# INSTRUCTIONS:
1 - Could you restate the stretch from "In order to" through "of describing maps.)" in the essay on maps and systems engineering, switching "stakeholders" to "clients"?
2 - Can you proceed with the essay on maps and systems engineering, picking up right after its final sentence?

# TEXT PROVIDED:
- - - - -

(continued from part 1)

In order to better perform our jobs as system engineers, we need to understand the territory of systems engineering, guide ourselves from point A to point B in that territory, and be able to communicate our results to our stakeholders.  We understand our jobs by building and following a metaphorical map of the system engineering territory.  We make decisions about how to get from one point to another. We communicate to our customers by providing them another simplified map of the results that they can understand and relate to.  (Yes, the PowerPoint graphics so commonly used are a method of describing maps.)

You’re probably wondering why I discuss metaphorical maps and not the specific details of the system engineering process.  The reason is simple. Often we’re stuck in a very specific way of thinking.  An intellectual rut, if you will.  We’re locked into specific interpretations of our jobs and processes.  By thinking metaphorically, sometimes we can see relationships and open up to ideas we wouldn’t see without the metaphorical view.  If you’re willing, let’s explore this metaphor together.  Let’s back up, and ask ourselves, what is a map in general?

What is a Map?

For once, the dictionary fails us by not providing a good definition of map, so instead we turn to Wikipedia, where we learn that a map is:

In a typical road map, as you might see on Google Maps, Bing, Apple Maps, or Waze (or many others) we see geographic regions and their relationships.  Some of the information includes relationships between cities via roads and relative locations.  We also see municipal boundaries and geopolitical extents.  We can see the relationships between cities and geographic entities such as rivers, lakes, mountains and shorelines.  Using more detailed views, we can delve down to the relationships between individual addresses and the corresponding cities and roads.

Of course, there are many different kinds of maps.  Maps have a specific scope and purpose, a specific theme.  Geographical, or topographical, maps are the most commonly used, but there are also many others.  Aeronautical maps that show airspace restrictions, radio frequencies and general aviation information.  Topological maps show relationships and connections, but no extraneous information (such as scale or distance) depending on the application.  Network maps show interconnectivity among communications nodes.  There are too many types of maps to mention here, but the interested reader can look into the subject of cartography on Wikipedia.

Given all the information on the maps, what do maps do for you?

1. Provide information to find where you are, whether it be a city address or a network node (navigation)
2. Describe the lay of the land
   • Show terrain, entities, and relative placement of the entities whether city addresses or network nodes
   • Show important llandmarks
   • Show entities of interest for the subject area
3. Enable guidance
   • Provide information needed to decide how to get from one node to another
   • Allow you to find the best routes

There are things that maps do not do.  For example, a map can enable guidance on your available travel options, but the map cannot tell you how to get from point A to point B.  Should you travel by car, or by airplane?  The map cannot answer that.  Should you detour to visit an attraction, or drive straight through?  The map cannot make decisions for you.  The map, by itself, cannot tell you the process of getting from A to B, nor the decisions along the way.   It only provides the information necessary to enable the decisions.  Without the information, you can’t make the decisions necessary to follow your process.

To cross terrain, we need both a map and a process for making travel decisions.  The common GPS system in your car or on your phone is a combination of a map, and an application to handle decision making.  In this case, the decision making is restricted to particular assumptions, such as travel by automobile, and that the goal is either the shortest distance or quickest route.

- - - - -

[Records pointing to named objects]
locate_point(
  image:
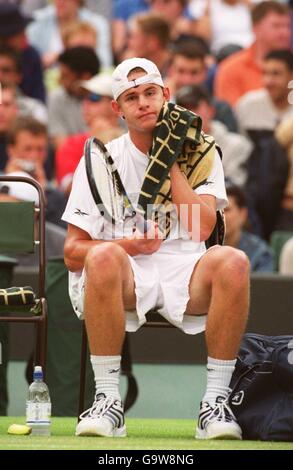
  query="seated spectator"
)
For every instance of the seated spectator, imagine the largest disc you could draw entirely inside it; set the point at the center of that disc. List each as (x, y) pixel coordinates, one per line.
(45, 33)
(12, 33)
(174, 11)
(188, 67)
(100, 120)
(149, 37)
(242, 71)
(284, 136)
(265, 108)
(223, 22)
(11, 73)
(236, 148)
(8, 114)
(258, 251)
(286, 258)
(123, 10)
(27, 150)
(65, 113)
(79, 33)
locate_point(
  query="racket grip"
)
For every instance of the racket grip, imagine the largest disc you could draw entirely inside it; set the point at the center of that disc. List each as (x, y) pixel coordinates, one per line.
(142, 224)
(145, 226)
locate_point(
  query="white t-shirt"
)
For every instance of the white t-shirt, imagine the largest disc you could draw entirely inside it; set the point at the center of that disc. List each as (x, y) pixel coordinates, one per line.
(159, 277)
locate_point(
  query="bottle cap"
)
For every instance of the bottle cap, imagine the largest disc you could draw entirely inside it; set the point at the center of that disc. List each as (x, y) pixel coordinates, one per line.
(38, 373)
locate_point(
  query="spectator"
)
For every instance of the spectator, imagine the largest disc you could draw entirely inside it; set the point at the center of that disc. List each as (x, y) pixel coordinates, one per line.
(188, 67)
(65, 103)
(11, 73)
(27, 150)
(149, 37)
(123, 10)
(12, 33)
(242, 72)
(45, 33)
(223, 22)
(101, 122)
(265, 108)
(258, 251)
(79, 33)
(8, 115)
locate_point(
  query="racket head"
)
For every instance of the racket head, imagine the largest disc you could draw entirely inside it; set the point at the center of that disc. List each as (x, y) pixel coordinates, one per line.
(104, 181)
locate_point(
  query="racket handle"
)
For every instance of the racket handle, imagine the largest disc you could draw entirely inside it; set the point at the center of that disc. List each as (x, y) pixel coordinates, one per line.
(142, 224)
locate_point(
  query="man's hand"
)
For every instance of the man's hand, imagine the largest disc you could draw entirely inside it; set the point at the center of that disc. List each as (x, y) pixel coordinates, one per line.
(149, 242)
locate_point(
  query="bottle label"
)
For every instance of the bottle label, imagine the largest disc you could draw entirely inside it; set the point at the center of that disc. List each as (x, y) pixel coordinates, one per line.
(38, 412)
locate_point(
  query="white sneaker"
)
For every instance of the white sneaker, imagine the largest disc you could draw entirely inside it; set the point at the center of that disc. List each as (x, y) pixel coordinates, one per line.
(217, 421)
(105, 418)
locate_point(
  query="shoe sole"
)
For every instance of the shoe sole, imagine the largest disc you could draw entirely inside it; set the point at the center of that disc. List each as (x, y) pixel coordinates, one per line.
(119, 432)
(201, 434)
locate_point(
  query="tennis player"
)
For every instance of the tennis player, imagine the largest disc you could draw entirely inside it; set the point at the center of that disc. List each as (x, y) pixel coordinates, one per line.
(114, 280)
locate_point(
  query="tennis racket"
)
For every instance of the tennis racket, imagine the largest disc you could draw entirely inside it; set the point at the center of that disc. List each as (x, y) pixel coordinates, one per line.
(106, 186)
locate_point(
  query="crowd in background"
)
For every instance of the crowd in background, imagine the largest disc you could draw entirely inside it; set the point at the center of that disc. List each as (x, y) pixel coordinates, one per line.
(230, 61)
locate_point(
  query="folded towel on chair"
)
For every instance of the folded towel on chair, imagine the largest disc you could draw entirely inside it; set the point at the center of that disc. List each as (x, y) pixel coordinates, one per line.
(17, 296)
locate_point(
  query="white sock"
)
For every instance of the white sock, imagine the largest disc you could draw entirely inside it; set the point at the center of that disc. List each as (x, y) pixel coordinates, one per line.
(219, 373)
(106, 371)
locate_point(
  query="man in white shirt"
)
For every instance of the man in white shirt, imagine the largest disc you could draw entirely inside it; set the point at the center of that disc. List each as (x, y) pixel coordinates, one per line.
(137, 272)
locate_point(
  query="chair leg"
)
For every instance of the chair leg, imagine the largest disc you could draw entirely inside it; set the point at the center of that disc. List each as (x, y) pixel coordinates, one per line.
(82, 370)
(41, 341)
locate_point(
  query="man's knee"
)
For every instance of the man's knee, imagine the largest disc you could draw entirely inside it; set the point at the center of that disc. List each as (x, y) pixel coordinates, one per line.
(230, 264)
(105, 260)
(234, 265)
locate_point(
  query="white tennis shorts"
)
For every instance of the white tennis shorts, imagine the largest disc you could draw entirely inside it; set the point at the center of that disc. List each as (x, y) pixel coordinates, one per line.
(161, 283)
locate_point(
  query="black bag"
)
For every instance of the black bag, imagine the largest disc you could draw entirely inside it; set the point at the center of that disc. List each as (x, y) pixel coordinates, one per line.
(262, 388)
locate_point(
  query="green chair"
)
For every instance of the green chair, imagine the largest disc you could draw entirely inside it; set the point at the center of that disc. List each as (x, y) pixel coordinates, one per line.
(23, 232)
(277, 241)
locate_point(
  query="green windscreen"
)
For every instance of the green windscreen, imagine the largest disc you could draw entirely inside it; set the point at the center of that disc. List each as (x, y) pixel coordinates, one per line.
(16, 227)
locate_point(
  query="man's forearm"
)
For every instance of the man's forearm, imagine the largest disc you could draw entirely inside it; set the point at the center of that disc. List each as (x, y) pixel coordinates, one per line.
(185, 198)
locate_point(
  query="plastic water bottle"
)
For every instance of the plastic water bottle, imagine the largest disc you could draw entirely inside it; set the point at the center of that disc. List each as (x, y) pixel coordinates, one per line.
(38, 405)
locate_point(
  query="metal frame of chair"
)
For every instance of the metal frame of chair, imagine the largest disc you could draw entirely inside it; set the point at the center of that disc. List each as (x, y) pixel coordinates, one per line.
(41, 319)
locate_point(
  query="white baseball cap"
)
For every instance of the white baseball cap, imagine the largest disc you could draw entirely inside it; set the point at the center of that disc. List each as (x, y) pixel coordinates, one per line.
(100, 84)
(120, 82)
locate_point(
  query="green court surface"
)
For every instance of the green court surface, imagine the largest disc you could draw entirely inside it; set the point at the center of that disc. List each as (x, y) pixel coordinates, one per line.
(150, 434)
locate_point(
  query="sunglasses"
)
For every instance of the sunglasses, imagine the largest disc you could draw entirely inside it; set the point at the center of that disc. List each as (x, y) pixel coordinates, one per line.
(93, 97)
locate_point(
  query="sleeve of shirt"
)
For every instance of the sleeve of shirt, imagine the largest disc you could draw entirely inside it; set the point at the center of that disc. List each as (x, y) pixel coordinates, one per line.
(81, 209)
(215, 185)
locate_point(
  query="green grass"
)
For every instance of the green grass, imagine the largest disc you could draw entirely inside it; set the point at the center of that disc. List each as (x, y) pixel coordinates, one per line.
(142, 434)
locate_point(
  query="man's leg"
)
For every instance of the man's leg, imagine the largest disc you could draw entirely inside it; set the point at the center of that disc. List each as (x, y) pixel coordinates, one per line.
(220, 286)
(109, 289)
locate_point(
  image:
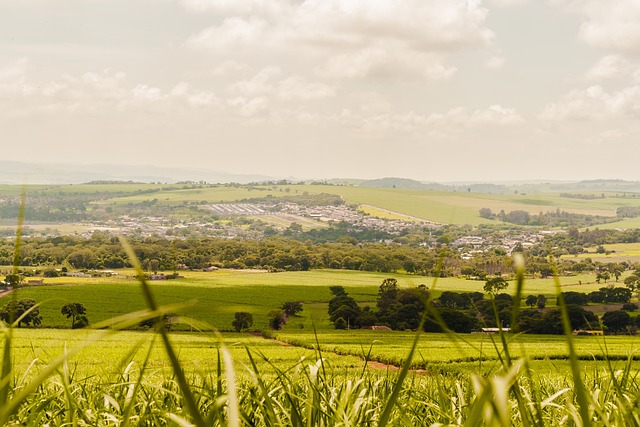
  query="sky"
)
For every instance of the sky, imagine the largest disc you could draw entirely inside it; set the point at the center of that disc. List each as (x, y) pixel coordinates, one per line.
(432, 90)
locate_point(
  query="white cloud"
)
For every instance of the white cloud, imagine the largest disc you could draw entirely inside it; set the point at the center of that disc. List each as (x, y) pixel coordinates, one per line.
(493, 115)
(234, 34)
(230, 68)
(249, 107)
(296, 87)
(267, 82)
(594, 103)
(611, 25)
(508, 3)
(13, 78)
(96, 92)
(495, 62)
(390, 61)
(614, 67)
(387, 39)
(239, 7)
(455, 121)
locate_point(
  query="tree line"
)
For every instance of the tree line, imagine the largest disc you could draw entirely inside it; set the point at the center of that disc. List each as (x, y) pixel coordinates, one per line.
(464, 312)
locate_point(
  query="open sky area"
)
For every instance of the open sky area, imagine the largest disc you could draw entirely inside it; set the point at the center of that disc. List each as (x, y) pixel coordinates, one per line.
(434, 90)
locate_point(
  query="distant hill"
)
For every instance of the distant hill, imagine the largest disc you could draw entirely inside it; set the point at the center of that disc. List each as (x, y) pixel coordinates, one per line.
(408, 184)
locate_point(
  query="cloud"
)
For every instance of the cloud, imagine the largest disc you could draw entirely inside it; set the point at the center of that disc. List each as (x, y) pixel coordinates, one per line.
(455, 121)
(495, 62)
(13, 78)
(614, 67)
(508, 3)
(594, 103)
(613, 26)
(268, 82)
(238, 7)
(384, 39)
(102, 92)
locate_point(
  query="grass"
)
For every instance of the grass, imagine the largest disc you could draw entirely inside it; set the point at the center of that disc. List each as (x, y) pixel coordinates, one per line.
(140, 391)
(214, 297)
(437, 206)
(618, 252)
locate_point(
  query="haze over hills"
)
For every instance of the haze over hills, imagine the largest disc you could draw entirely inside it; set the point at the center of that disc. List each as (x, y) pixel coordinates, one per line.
(60, 173)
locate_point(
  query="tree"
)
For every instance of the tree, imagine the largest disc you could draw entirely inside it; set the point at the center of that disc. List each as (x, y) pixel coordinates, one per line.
(541, 301)
(242, 320)
(292, 308)
(167, 320)
(340, 323)
(14, 309)
(616, 321)
(13, 279)
(77, 313)
(495, 284)
(531, 301)
(277, 319)
(486, 213)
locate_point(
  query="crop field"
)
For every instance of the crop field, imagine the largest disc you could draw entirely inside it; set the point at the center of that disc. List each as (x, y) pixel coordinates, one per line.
(214, 297)
(359, 367)
(106, 352)
(436, 349)
(618, 252)
(437, 206)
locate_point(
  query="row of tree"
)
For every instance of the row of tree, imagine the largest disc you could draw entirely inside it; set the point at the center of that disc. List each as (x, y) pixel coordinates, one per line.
(26, 312)
(401, 309)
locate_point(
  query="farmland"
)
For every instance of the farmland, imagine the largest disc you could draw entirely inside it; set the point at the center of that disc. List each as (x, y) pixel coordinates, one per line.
(213, 297)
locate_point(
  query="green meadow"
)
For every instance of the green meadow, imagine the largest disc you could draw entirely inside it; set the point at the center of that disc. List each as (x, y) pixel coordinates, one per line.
(214, 297)
(438, 206)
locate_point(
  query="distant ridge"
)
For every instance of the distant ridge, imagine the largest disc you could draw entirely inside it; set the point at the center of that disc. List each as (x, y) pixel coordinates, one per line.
(410, 184)
(40, 173)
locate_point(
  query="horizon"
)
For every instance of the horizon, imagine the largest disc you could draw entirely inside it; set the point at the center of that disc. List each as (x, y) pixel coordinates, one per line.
(145, 174)
(440, 91)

- - - - -

# RESPONSES IN ORDER:
1 -
In order to better perform our jobs as system engineers, we need to understand the territory of systems engineering, guide ourselves from point A to point B in that territory, and be able to communicate our results to our clients.  We understand our jobs by building and following a metaphorical map of the system engineering territory.  We make decisions about how to get from one point to another. We communicate to our customers by providing them another simplified map of the results that they can understand and relate to.  (Yes, the PowerPoint graphics so commonly used are a method of describing maps.)

2 -
If you think about it, a map comes pretty close to fulfilling my definition of a model:

Maps and Processes

System engineering is generally considered a set of processes with goals.  The main goal is to move from customer concept to design specification that can be handed off to other disciplines, like moving from one map point to another.  Where’s the information necessary to decide how to move? We describe our processes in System Engineering Management Plans (SEMPs) and measure our compliance to our processes, but we very poorly formalize the necessary information.  I believe the missing ingredient is the map of the SE landscape that provides the information for the necessary decision-making.

In my opinion, system engineers have spent decades developing processes, but far too little time developing and formalizing the map of the SE territory.  In order to make decisions, we need a complete model of the system engineering territory, including a model of the SE discipline itself and a model of the customer needs.

When building models and maps of decision-making processes, we start to venture into the realm of Enterprise Architecture, or EA.  For the purposes of this article, I’ll avoid any Enterprise Architecture specific terms.  My views on EA will be discussed in another article.

The system engineering territory does not need to be explored like a poorly known Louisiana Purchase by the Lewis and Clark Expedition. (A part of early United States expansion in 1804-1806.)  We’ve already covered the SE territory, but we haven’t documented it very well.  There have been maps of SE, like the image bellow of the schema from an old SE tool in the 1990’s, so the knowledge is there.  We just haven’t made that knowledge persistent.

This particular map is of “Design Guide C” from the tool RDD-100 by Ascent Logic, Inc.  Oddly enough, the design guide (1 of 4 maps) was only documented in an alphabetically organized reference guide; this visual diagram was never provided by the vendor.  The picture only exists because I spent several days back in the 90’s exploring the reference guide to divine these visual relationships.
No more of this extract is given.